Determine how many lines in the records below contain the word "marker", and give only that number.

● **RECORD EXCERPTS**
▼
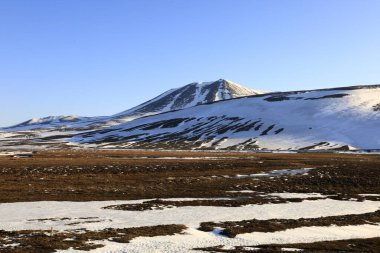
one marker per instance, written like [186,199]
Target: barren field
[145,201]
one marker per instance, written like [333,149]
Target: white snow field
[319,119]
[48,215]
▲
▼
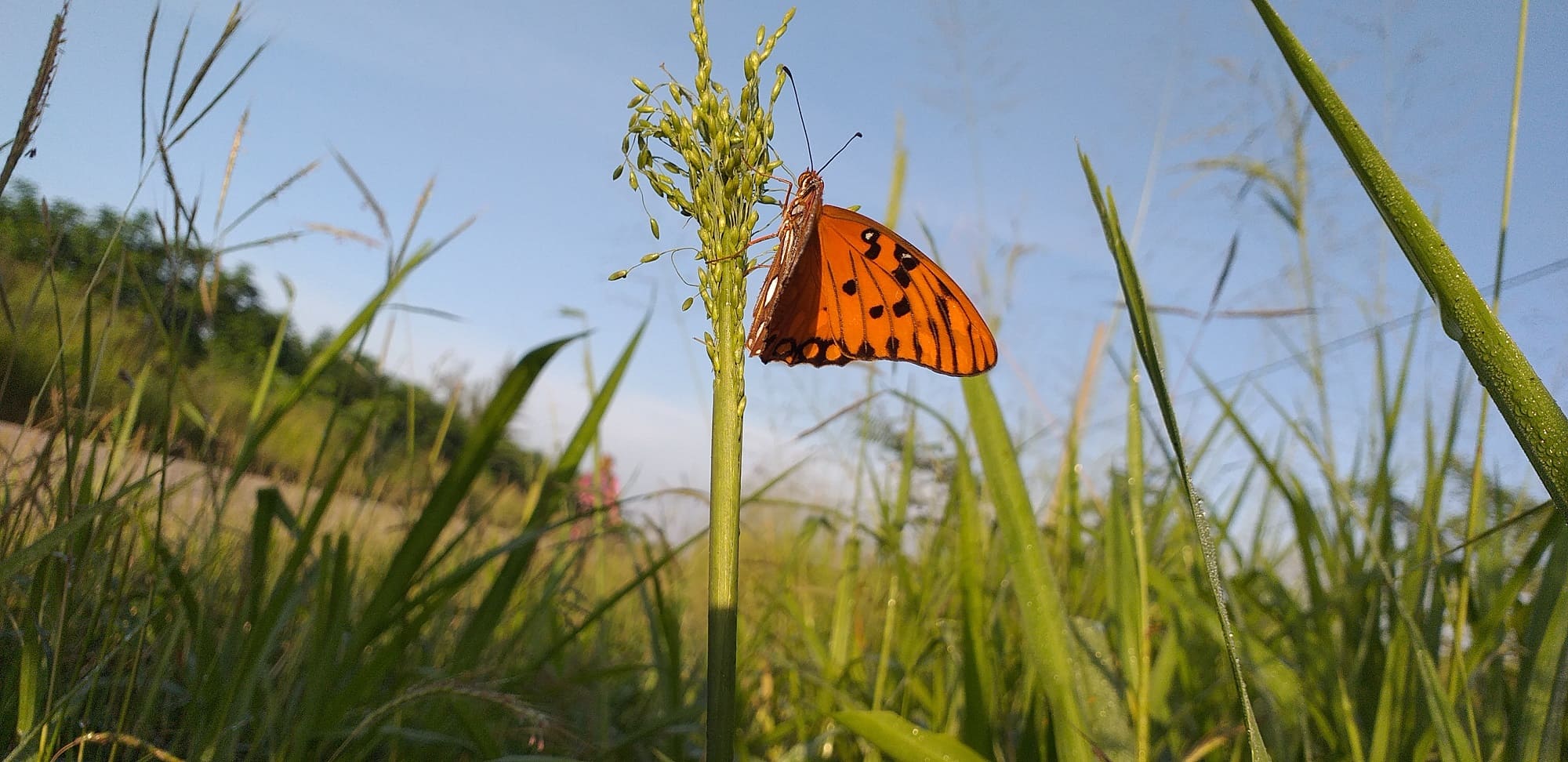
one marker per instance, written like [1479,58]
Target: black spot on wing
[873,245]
▲
● **RESULT OF THE EXERCISE**
3